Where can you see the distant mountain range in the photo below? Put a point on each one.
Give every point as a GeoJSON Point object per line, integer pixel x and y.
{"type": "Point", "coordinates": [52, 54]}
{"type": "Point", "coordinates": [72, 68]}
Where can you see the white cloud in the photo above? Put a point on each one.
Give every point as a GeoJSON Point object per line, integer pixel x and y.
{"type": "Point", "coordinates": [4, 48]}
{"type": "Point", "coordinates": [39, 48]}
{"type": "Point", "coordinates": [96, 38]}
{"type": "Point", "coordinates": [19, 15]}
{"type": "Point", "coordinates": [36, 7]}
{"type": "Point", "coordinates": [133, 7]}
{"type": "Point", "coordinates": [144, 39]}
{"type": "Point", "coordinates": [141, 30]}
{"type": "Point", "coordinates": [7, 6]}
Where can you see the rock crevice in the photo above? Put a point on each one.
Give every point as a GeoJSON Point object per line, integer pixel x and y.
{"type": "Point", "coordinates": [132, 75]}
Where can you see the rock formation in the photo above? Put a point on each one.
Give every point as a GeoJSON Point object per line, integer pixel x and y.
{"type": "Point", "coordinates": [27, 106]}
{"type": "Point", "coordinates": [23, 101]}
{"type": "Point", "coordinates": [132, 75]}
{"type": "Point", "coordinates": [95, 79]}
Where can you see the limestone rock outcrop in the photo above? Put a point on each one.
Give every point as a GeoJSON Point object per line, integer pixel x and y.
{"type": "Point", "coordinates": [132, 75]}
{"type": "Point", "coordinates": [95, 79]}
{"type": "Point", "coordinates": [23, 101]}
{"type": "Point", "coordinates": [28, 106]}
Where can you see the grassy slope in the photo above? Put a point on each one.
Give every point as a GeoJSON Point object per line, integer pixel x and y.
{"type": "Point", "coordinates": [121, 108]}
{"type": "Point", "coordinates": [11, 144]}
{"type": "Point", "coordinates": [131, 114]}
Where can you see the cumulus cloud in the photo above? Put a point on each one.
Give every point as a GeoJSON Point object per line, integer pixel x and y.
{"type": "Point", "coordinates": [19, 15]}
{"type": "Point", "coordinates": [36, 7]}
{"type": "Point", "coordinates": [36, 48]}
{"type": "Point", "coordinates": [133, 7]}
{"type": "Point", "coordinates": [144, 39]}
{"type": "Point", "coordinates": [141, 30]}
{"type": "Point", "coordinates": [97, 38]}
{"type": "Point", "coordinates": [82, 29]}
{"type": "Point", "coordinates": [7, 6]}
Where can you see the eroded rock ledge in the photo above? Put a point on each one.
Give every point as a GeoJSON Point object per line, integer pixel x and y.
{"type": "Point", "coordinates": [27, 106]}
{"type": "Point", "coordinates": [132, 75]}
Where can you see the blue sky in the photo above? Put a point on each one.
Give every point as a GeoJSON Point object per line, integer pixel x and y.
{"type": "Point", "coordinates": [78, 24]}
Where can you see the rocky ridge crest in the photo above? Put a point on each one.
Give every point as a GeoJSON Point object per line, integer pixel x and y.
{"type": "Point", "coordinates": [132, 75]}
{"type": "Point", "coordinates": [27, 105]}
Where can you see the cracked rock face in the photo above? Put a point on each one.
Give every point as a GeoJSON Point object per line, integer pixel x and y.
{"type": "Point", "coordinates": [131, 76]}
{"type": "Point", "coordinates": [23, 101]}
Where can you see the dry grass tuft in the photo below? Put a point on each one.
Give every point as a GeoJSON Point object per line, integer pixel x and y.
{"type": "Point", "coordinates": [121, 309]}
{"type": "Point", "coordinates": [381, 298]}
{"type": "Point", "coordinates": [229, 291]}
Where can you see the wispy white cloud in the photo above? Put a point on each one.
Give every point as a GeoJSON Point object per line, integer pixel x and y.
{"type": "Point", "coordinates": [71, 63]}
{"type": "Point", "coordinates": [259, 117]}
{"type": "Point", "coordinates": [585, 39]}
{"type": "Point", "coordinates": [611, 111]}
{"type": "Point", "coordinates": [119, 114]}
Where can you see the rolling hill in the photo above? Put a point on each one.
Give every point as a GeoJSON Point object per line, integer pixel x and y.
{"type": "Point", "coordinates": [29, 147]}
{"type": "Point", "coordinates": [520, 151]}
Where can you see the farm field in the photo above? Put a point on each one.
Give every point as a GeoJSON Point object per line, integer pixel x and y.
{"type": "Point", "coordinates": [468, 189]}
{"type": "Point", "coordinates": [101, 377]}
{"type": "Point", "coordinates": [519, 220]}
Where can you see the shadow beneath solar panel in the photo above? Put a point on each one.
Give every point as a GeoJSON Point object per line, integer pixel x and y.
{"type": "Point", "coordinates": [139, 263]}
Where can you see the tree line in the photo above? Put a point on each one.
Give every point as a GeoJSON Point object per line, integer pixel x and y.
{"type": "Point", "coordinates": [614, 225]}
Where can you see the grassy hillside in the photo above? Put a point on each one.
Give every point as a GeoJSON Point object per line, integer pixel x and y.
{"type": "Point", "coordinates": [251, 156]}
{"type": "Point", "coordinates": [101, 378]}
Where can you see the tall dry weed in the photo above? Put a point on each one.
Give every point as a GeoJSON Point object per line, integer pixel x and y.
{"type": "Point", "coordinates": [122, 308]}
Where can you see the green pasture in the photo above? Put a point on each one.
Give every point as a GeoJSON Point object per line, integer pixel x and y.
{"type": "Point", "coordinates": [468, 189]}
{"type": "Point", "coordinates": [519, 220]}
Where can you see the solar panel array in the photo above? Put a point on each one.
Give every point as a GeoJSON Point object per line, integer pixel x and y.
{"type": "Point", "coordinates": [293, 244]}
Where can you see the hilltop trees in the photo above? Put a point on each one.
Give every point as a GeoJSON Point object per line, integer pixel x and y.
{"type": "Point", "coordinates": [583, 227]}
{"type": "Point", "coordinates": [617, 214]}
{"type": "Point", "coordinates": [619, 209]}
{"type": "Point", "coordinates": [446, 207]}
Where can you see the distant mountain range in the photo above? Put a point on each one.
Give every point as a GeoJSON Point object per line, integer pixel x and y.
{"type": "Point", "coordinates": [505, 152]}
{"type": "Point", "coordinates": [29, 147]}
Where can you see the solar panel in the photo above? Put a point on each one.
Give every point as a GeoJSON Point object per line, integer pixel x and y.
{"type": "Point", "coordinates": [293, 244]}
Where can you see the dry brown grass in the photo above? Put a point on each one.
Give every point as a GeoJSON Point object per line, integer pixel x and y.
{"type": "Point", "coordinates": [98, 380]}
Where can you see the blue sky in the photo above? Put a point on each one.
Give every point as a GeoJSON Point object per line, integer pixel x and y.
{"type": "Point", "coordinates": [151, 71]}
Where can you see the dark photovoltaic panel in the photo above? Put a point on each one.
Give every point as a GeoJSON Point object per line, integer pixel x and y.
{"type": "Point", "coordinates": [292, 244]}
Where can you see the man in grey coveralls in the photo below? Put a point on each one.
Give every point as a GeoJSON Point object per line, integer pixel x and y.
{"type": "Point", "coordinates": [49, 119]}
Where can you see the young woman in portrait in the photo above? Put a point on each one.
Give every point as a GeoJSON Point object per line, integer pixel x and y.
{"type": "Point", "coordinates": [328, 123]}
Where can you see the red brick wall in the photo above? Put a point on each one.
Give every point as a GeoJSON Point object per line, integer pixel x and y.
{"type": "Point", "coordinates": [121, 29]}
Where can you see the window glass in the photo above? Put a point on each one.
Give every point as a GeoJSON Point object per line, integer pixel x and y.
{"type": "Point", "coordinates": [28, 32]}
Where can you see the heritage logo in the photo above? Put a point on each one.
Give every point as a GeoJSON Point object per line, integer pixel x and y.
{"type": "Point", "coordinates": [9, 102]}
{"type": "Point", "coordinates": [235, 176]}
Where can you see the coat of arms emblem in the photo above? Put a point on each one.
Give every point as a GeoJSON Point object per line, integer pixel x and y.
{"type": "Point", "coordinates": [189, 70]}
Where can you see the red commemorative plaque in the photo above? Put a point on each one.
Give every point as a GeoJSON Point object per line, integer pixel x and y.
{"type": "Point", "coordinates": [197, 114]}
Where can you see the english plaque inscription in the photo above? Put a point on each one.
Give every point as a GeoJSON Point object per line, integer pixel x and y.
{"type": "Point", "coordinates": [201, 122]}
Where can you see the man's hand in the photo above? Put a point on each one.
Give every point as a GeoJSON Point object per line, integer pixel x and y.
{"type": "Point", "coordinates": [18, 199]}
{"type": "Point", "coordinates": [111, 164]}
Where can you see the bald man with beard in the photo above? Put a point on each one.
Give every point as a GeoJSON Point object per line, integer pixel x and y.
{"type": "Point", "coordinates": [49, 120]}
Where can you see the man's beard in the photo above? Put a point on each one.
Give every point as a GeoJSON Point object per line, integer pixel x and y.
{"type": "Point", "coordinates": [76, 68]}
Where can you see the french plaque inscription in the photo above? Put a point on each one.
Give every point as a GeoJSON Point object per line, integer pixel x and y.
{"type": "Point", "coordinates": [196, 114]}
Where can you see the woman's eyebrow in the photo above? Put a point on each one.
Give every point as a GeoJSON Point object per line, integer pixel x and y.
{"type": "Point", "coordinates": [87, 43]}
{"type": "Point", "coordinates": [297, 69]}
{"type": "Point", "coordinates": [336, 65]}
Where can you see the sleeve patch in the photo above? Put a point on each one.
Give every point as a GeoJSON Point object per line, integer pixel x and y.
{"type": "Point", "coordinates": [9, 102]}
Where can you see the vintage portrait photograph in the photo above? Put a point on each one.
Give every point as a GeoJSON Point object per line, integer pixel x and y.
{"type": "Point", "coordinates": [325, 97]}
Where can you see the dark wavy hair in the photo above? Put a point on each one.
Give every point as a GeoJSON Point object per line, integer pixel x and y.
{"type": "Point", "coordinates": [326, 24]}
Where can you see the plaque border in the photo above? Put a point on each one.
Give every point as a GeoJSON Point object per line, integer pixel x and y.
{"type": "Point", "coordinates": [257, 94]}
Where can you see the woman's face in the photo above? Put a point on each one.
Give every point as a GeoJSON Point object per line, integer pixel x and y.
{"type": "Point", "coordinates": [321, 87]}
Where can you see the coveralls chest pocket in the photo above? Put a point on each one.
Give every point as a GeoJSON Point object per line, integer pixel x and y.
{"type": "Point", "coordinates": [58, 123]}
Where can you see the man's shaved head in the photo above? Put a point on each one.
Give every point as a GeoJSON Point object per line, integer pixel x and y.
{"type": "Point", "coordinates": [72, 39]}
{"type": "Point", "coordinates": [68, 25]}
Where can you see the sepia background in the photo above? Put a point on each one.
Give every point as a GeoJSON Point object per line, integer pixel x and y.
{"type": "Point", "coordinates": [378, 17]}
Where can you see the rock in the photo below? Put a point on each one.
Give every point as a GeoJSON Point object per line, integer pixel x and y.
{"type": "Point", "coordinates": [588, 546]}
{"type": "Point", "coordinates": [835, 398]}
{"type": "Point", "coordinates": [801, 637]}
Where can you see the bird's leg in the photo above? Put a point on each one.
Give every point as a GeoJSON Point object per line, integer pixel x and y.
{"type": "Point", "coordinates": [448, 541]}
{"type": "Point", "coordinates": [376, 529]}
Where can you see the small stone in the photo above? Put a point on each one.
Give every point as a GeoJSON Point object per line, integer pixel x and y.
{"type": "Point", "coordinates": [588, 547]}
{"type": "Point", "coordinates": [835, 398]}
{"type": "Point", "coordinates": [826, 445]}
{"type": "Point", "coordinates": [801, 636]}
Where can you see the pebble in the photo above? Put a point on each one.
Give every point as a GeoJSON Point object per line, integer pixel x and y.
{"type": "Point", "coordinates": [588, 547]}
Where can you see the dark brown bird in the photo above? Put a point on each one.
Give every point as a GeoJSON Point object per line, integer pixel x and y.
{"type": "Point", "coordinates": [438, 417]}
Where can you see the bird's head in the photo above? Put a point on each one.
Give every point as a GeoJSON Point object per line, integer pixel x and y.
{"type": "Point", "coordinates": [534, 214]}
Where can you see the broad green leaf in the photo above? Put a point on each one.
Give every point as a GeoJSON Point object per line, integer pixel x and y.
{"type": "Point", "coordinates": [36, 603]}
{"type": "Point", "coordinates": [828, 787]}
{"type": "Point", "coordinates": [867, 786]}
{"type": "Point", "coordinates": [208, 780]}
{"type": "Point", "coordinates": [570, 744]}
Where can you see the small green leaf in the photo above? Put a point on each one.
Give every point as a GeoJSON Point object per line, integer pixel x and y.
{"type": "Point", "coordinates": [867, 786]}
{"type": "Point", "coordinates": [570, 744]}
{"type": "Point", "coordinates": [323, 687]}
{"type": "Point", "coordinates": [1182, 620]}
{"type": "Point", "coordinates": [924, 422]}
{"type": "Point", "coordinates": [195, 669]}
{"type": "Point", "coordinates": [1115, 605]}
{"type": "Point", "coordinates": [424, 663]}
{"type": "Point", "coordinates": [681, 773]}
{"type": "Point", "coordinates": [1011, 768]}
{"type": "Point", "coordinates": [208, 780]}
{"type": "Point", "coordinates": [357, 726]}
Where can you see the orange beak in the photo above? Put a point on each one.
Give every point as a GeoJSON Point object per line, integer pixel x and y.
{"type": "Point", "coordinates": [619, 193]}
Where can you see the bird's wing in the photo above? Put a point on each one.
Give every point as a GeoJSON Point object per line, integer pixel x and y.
==*==
» **What the task requires**
Give back the lines of the listing from the one with "Where can you see the orange" through the end, both included, exactly as written and with nothing added.

» **Correct result**
Where can you see the orange beak in the photo above? Put a point on each one.
Give every point as a GeoJSON Point object per line, integer pixel x and y.
{"type": "Point", "coordinates": [619, 193]}
Where can you see the bird's wing in the photo above? Put a point on each one.
Give every point as a GeoJSON Point object per line, integer pixel x and y.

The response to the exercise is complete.